━━━ Extract to read
I’m heading out to the NVidia GPU Technology Conference this week. Notice that the title does not state whether it is a Video or HPC conference and as a matter of fact it will cover both. This concept fascinates me. Dual use hardware is how the whole cluster thing got started. One difference back then was the pioneers were told, “You can’t do that.” Good thing for us they did not listen. Today, there are many HPC products designed for the cluster market. The reality is, however, as technology gets more expensive to produce the only way to make a profit is to sell large quantities. Designed dual use is a great solution to this problem. I am not talking about pulling things from other markets as it was done in the early days, but rather, products that are specifically designed for two markets — in this case HPC and Video processing.
NVidia is a great model for this approach. Not that long ago, they added some HPC features to their products and created software tools to help people use these new features. They also made sure their products were screaming fast for the video market as well. I image a possible conversation that went something like this,
You know, if we add a little gizmo here and here the HPC people could use these.
Will it hurt the video performance?
Can we sell more product?
Then do let’s do it.
And thus, the GP-GPU (General Purpose Graphical Processing Unit) was born.
One aspect of “designed dual use” with which designers must grapple is feature balance. If the HPC guys had their way, the GP-GPU would be a full blown data parallel computer on a chip. The market does not justify the cost and thus they need to negotiate chip real estate with the video side of things. In a way, designed dual use HPC will never have all the features users want, but most of what we want is better than none of what we want.
From a market perspective, the balancing act goes a bit deeper. The growth of cluster HPC was due in part to the ability of servers, Ethernet, and MPI to deliver pretty good performance to most people. This is a key point that is often missed. Let’s do a little math. Suppose there are 100 HPC users in the world and each year they spend $1 million dollars buying HPC hardware. Let’s further assume that for a certain period of time the market moves along with a handful of companies competing to sell large and fast big iron (million dollar) systems.
━━━━━━
━━━ Records
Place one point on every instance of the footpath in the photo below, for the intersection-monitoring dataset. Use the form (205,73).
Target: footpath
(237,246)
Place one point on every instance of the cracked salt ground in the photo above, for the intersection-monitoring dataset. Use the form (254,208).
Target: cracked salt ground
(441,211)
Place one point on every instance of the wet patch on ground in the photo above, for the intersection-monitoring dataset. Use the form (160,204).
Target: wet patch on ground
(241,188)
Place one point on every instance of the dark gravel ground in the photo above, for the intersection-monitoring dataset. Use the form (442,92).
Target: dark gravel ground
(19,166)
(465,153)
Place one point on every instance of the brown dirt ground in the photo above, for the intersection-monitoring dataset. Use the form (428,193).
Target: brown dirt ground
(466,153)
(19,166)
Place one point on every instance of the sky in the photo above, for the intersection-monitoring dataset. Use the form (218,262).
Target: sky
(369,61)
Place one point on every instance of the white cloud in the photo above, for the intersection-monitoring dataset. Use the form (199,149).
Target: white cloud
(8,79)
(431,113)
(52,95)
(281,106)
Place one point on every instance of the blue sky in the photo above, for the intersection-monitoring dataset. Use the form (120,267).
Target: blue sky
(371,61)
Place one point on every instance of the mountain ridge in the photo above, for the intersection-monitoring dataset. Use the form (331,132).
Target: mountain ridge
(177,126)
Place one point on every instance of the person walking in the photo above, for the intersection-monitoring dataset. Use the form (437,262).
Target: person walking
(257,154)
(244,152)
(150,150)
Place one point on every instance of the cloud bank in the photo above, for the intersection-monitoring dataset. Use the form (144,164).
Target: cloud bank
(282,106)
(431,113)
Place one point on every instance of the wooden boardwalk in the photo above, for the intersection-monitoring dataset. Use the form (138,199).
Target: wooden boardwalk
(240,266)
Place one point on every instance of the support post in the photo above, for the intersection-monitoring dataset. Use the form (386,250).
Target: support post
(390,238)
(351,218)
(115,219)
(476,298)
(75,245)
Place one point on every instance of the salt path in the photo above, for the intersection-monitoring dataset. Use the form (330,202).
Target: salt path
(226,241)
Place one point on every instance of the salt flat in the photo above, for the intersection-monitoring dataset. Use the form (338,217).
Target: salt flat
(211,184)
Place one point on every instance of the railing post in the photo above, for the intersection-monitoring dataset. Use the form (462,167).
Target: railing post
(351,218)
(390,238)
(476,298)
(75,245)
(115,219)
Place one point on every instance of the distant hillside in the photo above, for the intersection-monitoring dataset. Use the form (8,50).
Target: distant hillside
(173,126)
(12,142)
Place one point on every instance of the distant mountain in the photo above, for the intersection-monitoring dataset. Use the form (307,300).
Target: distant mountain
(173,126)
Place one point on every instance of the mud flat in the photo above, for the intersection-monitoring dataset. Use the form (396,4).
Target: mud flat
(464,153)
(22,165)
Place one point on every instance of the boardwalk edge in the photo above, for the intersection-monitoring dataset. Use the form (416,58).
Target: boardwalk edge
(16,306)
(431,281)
━━━━━━
- [What is expected]: According to the piece on designed dual-use hardware, what was the growth of cluster HPC partly due to? The entries play no part in the task.

- [Answer below]: It was partly due to the ability of servers, Ethernet, and MPI to deliver pretty good performance to most people.